Diet Problem¶
Find the cheapest combination of foods that meets nutritional requirements.
One of the earliest LP applications, studied by Stigler in 1945.
The Problem¶
Given foods with costs and nutritional content, find the minimum-cost diet that meets all nutritional requirements.
Example¶
from solvor import solve_lp
# Foods: (cost, calories, protein, vitamin_c)
foods = [
(2.0, 250, 8, 0), # Bread
(1.5, 150, 8, 2), # Milk
(3.0, 155, 13, 0), # Eggs
(0.5, 60, 1, 70), # Orange
]
# Requirements: calories >= 2000, protein >= 50, vitamin_c >= 60
# LP form: -Ax <= -b for >= constraints
costs = [f[0] for f in foods]
A = [
[-f[1] for f in foods], # -calories <= -2000
[-f[2] for f in foods], # -protein <= -50
[-f[3] for f in foods], # -vitamin_c <= -60
]
b = [-2000, -50, -60]
result = solve_lp(costs, A, b)
print(f"Cost: ${result.objective:.2f}")
for i, qty in enumerate(result.solution):
if qty > 0.01:
print(f" {['Bread', 'Milk', 'Eggs', 'Orange'][i]}: {qty:.2f} units")
Full Example¶
See examples/linear_programming/diet_problem.py for a complete version with more foods and nutrients.
Why LP?¶
Properties blend linearly by quantity. No integer constraints needed - you can eat 2.5 eggs. For realistic discrete portions, use MILP.

### The data
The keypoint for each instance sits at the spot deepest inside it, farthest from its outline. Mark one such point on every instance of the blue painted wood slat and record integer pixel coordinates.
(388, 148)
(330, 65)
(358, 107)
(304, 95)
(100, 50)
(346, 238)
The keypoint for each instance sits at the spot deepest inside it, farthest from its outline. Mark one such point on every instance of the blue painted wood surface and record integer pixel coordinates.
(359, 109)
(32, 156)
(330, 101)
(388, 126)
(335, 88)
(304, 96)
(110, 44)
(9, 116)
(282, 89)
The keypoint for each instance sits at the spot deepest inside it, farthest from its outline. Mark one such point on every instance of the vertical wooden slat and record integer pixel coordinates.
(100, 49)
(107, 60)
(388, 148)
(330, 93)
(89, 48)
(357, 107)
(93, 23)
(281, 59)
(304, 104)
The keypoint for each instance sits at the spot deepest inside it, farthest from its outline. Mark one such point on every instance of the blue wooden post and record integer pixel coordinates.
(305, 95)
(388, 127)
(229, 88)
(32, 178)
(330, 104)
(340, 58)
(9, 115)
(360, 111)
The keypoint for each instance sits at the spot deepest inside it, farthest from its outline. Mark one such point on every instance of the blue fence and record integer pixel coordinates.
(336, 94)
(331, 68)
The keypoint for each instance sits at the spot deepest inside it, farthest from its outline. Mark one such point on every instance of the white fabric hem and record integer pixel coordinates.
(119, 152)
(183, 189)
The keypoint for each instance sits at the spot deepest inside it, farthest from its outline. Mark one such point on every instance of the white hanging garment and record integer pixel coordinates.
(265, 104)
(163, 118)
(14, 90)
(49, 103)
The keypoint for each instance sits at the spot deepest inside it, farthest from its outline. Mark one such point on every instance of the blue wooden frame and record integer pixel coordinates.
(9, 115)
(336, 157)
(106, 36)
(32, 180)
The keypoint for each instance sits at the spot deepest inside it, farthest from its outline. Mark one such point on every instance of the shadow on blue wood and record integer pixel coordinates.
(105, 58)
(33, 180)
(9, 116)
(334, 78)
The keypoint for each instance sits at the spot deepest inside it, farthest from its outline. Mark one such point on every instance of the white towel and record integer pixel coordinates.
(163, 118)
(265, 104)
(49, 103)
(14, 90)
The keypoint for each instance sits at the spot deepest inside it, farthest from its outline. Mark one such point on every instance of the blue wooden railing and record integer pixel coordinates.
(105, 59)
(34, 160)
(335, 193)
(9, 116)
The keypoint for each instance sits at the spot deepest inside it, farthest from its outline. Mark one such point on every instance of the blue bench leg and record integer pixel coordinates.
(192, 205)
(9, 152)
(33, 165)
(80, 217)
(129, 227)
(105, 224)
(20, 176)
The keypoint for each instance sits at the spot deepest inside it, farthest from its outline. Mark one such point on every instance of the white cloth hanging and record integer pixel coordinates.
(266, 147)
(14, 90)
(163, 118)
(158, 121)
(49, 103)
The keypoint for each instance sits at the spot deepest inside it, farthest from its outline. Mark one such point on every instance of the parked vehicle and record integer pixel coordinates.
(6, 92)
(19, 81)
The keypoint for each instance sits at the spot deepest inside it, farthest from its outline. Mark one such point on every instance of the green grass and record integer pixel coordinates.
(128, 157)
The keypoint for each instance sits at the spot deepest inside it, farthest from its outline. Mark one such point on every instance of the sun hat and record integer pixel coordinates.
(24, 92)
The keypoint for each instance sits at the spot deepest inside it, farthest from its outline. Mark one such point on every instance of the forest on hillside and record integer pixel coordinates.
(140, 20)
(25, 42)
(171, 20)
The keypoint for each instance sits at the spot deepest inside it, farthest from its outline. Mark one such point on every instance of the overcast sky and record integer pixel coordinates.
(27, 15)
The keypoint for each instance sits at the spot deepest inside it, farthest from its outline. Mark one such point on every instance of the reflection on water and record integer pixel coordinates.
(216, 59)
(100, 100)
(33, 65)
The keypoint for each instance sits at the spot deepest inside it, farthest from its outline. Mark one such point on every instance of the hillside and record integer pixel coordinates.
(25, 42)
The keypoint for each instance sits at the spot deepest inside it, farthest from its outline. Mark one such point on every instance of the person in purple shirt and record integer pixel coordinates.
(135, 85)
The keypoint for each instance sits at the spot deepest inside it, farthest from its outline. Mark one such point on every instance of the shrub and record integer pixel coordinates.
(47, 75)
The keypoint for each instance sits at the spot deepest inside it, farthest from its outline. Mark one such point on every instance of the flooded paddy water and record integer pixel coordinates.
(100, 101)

### Activity 1
Reproduce the section of the Diet Problem page that opens with the words "Diet Problem¶" and closes with "Stigler in 1945.".
### Activity 2
According to the Diet Problem page, what should be used for realistic discrete portions?

### Answer 1
Diet Problem¶
Find the cheapest combination of foods that meets nutritional requirements.
One of the earliest LP applications, studied by Stigler in 1945.

### Answer 2
MILP